» SUPPLIED TEXT:
(begin)
NEWID() generates more fragmentation when compared to NEWSEQUENTIALID()

NEWID() generates more fragments

To test this, I ran the following test:

  1. Create two tables – one with NEWID() as the default value for the key and one with NEWSEQUENTIALID()
  2. Ensure that MAXDOP is set to 0 so that I can insert data into the tables in parallel (to simulate inputs into a table from multiple threads)
  3. Repeat this process multiple times
  4. Once the insert is complete, check the average fragmentation on the tables

Allow me to run through the test step-by-step.

The script below creates two tables:

USE tempdb;
GO
SET NOCOUNT ON;
GO
--Safety Check
IF OBJECT_ID('dbo.SequentialIdCheck','U') IS NOT NULL
BEGIN
   DROP TABLE dbo.SequentialIdCheck;
END
GO

IF OBJECT_ID('dbo.NonSequentialIdCheck','U') IS NOT NULL
BEGIN
   DROP TABLE dbo.NonSequentialIdCheck;
END
GO

--Create the tables (SequentialId Check)
(end)
» DATA LISTING:
(begin)
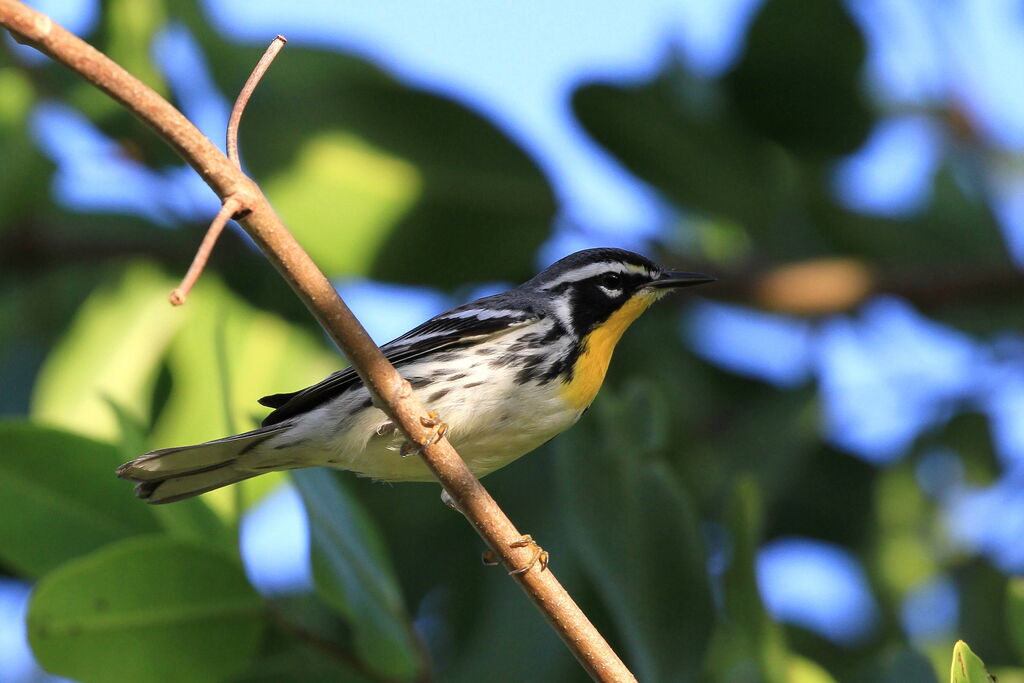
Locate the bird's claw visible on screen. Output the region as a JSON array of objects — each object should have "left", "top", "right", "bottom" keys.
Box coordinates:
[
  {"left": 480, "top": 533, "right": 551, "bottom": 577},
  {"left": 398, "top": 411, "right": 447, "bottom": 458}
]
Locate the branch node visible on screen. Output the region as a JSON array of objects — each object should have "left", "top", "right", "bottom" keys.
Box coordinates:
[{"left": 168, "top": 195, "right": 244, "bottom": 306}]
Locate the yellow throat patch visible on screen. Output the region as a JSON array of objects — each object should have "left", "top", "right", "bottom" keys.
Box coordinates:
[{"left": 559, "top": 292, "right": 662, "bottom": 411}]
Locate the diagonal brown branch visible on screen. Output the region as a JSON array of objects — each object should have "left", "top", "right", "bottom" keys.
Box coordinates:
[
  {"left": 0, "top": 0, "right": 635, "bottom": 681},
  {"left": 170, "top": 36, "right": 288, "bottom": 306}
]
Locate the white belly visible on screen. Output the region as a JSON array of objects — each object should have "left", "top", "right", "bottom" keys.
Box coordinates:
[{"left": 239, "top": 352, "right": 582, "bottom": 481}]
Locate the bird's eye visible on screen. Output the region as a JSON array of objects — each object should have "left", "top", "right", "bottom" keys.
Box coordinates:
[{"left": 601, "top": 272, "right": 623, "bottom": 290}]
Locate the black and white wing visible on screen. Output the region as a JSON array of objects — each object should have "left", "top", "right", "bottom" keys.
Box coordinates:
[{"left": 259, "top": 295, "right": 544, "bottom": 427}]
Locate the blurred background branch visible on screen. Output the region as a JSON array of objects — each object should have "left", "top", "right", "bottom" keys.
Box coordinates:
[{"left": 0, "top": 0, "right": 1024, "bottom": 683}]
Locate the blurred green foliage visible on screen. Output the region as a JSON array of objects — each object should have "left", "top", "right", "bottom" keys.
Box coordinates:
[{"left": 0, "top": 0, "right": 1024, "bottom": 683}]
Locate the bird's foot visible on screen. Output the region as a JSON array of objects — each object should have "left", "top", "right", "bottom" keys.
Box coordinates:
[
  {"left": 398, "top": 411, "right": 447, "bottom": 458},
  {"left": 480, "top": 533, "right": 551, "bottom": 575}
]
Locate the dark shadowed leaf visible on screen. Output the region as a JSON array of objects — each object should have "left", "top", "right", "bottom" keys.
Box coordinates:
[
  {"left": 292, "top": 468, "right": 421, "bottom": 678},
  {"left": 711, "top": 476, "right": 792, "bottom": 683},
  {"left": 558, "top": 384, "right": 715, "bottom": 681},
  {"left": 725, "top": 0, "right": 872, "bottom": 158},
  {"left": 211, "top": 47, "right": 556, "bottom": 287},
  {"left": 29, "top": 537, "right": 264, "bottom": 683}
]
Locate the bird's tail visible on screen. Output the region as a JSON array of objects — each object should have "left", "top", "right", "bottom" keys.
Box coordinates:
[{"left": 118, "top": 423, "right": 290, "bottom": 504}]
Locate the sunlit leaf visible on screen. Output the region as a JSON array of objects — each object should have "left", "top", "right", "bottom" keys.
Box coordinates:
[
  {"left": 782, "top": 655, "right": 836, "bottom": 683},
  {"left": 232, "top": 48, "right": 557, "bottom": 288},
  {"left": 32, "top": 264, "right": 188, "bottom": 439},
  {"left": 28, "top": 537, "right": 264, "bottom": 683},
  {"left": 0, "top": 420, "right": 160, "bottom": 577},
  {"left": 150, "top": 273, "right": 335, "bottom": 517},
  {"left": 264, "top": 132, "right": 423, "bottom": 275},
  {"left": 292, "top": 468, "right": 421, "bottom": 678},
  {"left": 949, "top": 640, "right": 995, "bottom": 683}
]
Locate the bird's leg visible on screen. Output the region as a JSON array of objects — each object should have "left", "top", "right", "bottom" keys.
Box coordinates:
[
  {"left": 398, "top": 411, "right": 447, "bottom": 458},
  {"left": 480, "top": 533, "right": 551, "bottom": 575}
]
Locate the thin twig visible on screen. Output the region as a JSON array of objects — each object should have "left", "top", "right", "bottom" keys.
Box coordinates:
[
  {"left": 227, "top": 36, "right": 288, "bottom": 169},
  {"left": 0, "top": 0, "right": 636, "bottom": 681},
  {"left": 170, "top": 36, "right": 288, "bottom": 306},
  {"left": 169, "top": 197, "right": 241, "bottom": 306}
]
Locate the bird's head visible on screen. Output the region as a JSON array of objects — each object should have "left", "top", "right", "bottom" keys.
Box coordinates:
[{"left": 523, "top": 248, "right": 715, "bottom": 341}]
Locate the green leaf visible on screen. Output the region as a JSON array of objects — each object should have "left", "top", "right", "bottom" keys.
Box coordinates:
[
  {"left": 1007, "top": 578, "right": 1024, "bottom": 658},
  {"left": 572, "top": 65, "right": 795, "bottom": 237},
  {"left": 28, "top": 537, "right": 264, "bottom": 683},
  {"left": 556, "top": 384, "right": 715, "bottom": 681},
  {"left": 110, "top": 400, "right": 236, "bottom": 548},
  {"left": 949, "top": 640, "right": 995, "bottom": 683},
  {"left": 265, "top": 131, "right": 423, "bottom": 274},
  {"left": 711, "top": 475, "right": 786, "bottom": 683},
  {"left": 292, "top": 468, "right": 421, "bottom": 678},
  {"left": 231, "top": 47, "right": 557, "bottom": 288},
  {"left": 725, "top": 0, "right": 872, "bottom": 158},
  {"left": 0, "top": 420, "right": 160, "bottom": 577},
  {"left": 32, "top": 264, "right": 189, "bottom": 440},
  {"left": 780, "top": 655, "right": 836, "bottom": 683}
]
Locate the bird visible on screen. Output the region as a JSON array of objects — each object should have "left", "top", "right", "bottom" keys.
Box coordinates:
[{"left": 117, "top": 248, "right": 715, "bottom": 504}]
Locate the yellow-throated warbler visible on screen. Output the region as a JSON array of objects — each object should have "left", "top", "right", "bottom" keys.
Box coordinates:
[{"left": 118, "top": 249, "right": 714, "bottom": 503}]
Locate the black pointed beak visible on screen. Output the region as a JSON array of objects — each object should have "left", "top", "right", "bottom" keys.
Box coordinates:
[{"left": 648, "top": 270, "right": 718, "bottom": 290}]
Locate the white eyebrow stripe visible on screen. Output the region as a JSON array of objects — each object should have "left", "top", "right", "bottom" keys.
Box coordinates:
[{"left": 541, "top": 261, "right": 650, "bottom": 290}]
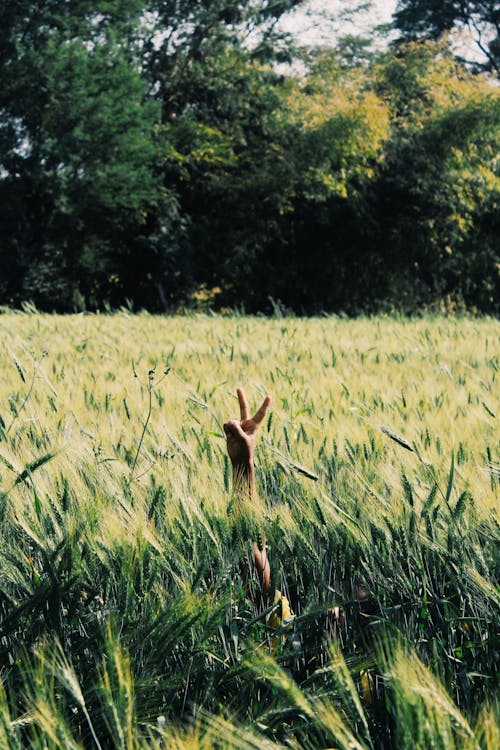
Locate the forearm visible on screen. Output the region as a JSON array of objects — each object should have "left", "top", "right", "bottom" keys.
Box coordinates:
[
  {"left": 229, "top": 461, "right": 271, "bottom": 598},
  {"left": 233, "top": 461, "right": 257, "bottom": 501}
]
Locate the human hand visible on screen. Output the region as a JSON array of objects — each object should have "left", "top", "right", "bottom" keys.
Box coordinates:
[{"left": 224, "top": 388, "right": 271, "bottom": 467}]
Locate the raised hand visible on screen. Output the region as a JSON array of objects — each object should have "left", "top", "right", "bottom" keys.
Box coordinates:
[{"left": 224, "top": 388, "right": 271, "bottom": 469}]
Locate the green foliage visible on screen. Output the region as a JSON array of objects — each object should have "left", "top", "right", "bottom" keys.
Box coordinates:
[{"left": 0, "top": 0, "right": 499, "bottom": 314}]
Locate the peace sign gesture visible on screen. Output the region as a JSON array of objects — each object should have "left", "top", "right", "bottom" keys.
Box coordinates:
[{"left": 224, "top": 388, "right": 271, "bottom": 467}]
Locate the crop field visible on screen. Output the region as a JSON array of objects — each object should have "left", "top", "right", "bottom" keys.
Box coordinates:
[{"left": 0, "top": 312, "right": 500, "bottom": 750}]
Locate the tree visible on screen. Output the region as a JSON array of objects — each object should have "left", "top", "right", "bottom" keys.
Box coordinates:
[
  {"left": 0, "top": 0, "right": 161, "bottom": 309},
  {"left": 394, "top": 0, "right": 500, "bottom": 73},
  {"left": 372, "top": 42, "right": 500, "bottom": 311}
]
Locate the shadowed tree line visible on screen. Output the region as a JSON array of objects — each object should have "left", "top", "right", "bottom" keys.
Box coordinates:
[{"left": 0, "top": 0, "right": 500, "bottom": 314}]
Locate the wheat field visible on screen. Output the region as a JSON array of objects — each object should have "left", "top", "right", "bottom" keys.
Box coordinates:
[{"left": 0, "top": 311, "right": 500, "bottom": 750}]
(end)
» WRITTEN TASK A: Switch "threads" to "sessions" in the fragmentation test text and write out the passage from "1. Create two" up to and including "from multiple threads)".
» WRITTEN TASK B: According to the fragmentation test text, what value must MAXDOP be set to so that data can be inserted into the tables in parallel?
This data was drawn from a different source than the text.

» CORRECT ANSWER A:
1. Create two tables – one with NEWID() as the default value for the key and one with NEWSEQUENTIALID()
  2. Ensure that MAXDOP is set to 0 so that I can insert data into the tables in parallel (to simulate inputs into a table from multiple sessions)

» CORRECT ANSWER B: 0